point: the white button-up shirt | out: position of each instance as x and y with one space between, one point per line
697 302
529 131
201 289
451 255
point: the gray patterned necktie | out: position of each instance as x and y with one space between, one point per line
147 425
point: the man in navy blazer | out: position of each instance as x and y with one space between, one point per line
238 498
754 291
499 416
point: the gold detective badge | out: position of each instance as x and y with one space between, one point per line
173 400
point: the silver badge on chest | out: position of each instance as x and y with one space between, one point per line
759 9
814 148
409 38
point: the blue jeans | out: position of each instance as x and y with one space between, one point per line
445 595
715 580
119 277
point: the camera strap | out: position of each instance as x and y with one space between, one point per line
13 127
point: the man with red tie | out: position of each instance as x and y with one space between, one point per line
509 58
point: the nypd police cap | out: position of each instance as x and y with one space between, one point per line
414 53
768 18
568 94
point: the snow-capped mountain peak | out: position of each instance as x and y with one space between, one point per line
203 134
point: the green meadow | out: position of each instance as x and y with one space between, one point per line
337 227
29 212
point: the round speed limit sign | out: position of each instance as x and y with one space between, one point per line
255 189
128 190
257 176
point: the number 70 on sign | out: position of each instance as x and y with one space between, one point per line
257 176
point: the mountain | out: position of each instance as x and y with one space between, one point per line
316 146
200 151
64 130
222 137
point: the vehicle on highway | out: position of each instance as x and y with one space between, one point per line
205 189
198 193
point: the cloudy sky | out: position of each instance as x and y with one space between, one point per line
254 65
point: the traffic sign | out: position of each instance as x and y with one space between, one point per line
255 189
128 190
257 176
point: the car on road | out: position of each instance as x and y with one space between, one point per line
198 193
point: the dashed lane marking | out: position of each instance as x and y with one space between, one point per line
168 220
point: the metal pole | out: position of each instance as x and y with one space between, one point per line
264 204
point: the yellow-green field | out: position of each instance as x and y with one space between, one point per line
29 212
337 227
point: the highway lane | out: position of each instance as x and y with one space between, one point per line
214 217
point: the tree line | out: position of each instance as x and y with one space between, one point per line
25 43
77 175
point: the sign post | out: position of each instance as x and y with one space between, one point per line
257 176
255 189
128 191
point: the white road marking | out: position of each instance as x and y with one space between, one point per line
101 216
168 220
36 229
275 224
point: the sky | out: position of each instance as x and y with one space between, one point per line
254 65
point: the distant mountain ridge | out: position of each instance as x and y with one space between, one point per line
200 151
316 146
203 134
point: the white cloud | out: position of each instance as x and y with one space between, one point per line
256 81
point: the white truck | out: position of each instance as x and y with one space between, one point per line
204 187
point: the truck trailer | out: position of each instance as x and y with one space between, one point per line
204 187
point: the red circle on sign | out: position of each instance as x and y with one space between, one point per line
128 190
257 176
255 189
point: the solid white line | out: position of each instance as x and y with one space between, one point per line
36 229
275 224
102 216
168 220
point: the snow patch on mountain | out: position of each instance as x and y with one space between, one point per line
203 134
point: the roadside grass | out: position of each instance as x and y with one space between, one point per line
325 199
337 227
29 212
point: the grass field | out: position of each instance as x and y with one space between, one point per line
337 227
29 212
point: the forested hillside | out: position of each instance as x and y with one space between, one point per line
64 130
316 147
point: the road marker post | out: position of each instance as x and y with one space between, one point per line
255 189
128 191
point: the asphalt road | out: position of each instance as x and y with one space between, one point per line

· · · ·

Transcribe nothing except the lines from the one with "point: the road marker" through the end of the data above, each exactly as it appears.

▶ [Solution for this task]
point: the road marker post | out: position of each instance as x and y with one space between, one point per line
255 189
128 191
point: the asphalt road | out: position of each instance as x and y with one space between, one point per line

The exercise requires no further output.